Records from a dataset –
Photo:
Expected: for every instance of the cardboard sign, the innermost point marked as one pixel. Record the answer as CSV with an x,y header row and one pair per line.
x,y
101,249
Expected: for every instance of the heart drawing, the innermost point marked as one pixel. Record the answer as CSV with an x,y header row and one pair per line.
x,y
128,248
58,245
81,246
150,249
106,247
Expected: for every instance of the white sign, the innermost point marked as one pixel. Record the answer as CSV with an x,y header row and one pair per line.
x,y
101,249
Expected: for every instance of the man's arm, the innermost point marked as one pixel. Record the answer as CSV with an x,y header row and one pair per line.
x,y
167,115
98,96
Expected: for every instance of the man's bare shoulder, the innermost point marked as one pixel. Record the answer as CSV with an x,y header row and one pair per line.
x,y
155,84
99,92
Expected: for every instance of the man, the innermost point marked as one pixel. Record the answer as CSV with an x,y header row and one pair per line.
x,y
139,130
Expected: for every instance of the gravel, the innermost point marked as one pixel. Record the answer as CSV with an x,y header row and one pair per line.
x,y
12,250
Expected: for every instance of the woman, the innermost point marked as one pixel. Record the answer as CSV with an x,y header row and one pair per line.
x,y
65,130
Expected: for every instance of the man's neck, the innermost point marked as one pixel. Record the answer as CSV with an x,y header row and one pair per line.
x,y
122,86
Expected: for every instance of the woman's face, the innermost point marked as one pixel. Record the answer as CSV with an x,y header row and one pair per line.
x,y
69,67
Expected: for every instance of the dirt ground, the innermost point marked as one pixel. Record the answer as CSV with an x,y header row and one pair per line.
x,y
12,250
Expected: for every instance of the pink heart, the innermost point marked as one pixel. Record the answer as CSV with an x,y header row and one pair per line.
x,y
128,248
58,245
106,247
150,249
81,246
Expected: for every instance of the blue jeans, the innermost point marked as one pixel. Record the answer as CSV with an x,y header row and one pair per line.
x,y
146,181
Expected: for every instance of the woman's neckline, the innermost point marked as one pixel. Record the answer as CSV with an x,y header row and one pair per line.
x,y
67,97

What is expected – An exact transcript of all the records is the expected result.

Answer to the problem –
Photo:
Expected: for every instance of the cardboard sign, the innermost point marked as one pixel. Record the answer as CSV with an x,y header row and one pair per line.
x,y
101,249
Expected: for every instance of the heart drawing, the innermost point marked as one pixel. Record the answer as CSV with an x,y header row and one pair per line.
x,y
128,248
58,245
81,246
150,249
106,247
Expected: for every instance of the white sign, the innermost point marked as one pixel. Record the answer as CSV with an x,y header row and one pair per line.
x,y
101,249
Expected: for every instance of the man's arm, the innermost point marked as one pixel. Record the answer as CSV with an x,y header row and one pair per line.
x,y
167,115
98,96
Expected: for every instance of the man's bare shoulder, the innermost point marked as one pixel. Record the answer as CSV with an x,y header row and one pair per line.
x,y
155,84
99,92
Expected: for every instance of the man, the innermost point marked as one pixel. Record the answer as CSV with an x,y header row and one pair per line.
x,y
139,130
Expected: for every instance of the gravel, the innermost point marked as one pixel. Record the answer as CSV with an x,y header row and one pair per line.
x,y
12,250
Expected: for every instance of the woman, the innermost point marked as one pixel. Record the answer as CSV with an x,y header row and one pair per line.
x,y
65,130
Expected: for every instance of the man's neck, the innermost point marked as one pixel. Record the answer as CSV with an x,y header row and one pair per line.
x,y
122,86
Expected: for every instance of the woman's face, the innermost point marked as one pixel. Record the answer as CSV with an x,y header row and one pair per line.
x,y
69,67
Expected: for every instance of the dirt ground, the innermost point marked as one pixel. Record the answer as CSV with an x,y header row and one pair per line.
x,y
12,250
Expected: for every instance of the pink heart, the innermost point marked as one pixel. Record the answer as CSV with an x,y header row and one pair per line.
x,y
128,248
58,245
106,247
150,249
81,246
Expected: for every instance of the blue jeans, the innermost point marked as one pixel. Record the answer as CSV with an x,y header row and one pair per line.
x,y
146,181
Expected: for every instance of the woman's neckline, the innermost point marked as one pixel. Record the answer as CSV with an x,y header row and one pair per line.
x,y
67,97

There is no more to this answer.